## [SHORT PROBLEM]
How many of the lines below contain the string "window"? Reply with the number only.

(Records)
------------------------------------------------------------------------

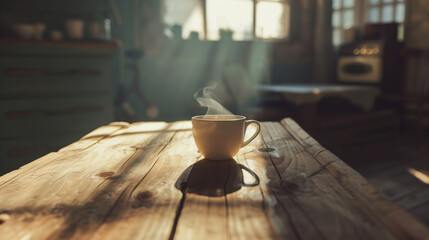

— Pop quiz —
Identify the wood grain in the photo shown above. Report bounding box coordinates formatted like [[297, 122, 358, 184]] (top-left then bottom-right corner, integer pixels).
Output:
[[0, 119, 429, 239]]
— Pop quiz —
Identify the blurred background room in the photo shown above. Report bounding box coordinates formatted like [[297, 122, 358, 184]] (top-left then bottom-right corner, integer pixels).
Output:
[[0, 0, 429, 224]]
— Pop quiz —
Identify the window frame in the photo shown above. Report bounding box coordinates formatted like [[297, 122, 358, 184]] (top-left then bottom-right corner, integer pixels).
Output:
[[331, 0, 407, 47], [162, 0, 292, 42]]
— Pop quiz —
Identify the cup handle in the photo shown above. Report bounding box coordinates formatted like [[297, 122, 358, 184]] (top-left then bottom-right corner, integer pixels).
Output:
[[238, 164, 259, 187], [241, 120, 261, 147]]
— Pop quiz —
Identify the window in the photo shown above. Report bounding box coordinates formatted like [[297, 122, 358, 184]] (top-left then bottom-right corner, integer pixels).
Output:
[[164, 0, 290, 40], [332, 0, 356, 46], [332, 0, 405, 46], [366, 0, 405, 41]]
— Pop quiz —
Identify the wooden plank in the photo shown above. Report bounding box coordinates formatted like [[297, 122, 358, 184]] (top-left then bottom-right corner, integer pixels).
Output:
[[281, 119, 429, 239], [0, 122, 129, 187], [0, 123, 187, 239], [397, 186, 429, 210], [256, 123, 395, 239]]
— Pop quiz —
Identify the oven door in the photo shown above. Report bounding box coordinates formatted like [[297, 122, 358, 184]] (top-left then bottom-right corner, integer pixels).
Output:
[[337, 56, 382, 84]]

------------------------------------------------------------------------

## [SOLUTION TO THIS PROBLEM]
2